* begin *

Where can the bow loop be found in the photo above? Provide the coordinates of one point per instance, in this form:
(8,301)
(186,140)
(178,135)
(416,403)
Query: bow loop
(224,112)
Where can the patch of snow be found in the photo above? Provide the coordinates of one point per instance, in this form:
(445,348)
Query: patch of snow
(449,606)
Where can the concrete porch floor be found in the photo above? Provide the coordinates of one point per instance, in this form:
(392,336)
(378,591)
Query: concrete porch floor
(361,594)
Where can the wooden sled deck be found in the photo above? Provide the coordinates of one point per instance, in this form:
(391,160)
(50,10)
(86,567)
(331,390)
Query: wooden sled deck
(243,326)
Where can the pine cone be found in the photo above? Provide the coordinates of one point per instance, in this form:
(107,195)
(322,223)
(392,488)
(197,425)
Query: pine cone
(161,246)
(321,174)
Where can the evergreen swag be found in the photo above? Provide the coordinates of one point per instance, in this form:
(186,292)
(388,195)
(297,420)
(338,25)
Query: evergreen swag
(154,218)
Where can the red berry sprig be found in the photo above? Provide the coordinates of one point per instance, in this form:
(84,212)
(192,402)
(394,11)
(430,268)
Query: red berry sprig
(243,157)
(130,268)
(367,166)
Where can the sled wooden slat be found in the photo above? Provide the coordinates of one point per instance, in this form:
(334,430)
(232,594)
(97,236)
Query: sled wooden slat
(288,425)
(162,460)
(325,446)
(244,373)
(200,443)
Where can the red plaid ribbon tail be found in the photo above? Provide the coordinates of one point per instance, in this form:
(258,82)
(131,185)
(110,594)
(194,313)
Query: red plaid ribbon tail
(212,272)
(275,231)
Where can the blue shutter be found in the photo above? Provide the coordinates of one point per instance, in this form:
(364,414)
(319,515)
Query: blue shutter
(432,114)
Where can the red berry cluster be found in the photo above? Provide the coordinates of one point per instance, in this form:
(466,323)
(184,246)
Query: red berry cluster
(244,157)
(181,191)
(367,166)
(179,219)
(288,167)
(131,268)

* end *
* begin *

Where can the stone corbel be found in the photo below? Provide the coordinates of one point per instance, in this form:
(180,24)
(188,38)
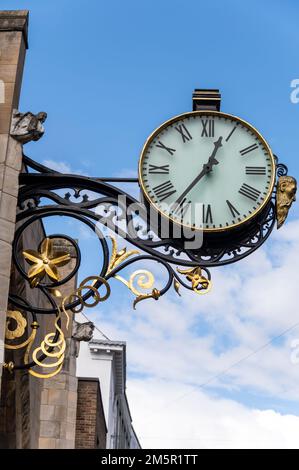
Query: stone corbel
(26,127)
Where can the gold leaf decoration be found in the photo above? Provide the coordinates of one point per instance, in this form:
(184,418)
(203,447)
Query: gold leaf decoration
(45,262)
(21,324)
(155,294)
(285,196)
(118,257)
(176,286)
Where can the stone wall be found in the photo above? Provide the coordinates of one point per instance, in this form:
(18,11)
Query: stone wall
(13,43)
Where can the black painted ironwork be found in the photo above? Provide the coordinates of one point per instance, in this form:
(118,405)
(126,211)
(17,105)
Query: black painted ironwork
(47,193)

* end *

### PROBLEM REQUIREMENTS
How many lines of the data above contain the string "decoration", with case counting? Give only the number.

### RESULT FOR THIS EXERCISE
2